Work instructions => Report each line below that carries the word "vegetation".

+ + +

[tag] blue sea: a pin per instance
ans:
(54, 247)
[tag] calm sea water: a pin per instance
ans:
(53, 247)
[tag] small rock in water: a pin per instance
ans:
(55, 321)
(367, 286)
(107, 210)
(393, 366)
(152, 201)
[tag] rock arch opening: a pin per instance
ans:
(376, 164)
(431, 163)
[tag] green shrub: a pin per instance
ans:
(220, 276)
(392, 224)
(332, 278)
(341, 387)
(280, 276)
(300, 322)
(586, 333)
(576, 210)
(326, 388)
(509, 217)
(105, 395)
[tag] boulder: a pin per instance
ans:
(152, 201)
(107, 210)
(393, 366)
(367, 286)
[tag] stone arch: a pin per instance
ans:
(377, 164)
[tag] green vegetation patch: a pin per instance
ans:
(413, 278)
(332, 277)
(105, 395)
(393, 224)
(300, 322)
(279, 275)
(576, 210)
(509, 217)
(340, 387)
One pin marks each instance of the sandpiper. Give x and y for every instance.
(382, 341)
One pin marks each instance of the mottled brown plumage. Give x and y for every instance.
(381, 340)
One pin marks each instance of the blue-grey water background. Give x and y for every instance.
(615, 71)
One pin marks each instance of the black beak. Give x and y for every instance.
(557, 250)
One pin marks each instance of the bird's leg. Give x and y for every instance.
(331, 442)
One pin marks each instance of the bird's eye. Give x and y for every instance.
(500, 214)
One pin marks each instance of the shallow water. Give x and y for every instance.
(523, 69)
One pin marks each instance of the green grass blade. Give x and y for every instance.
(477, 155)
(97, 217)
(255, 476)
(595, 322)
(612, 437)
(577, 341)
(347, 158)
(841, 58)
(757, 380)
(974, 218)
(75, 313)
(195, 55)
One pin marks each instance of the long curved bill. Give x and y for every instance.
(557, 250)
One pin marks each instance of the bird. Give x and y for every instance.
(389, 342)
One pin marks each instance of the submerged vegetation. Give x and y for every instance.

+ + +

Response to this task =>
[tag] green vegetation patch: a pin per instance
One pin marks each instance of the submerged vegetation. Give x and y for every instance.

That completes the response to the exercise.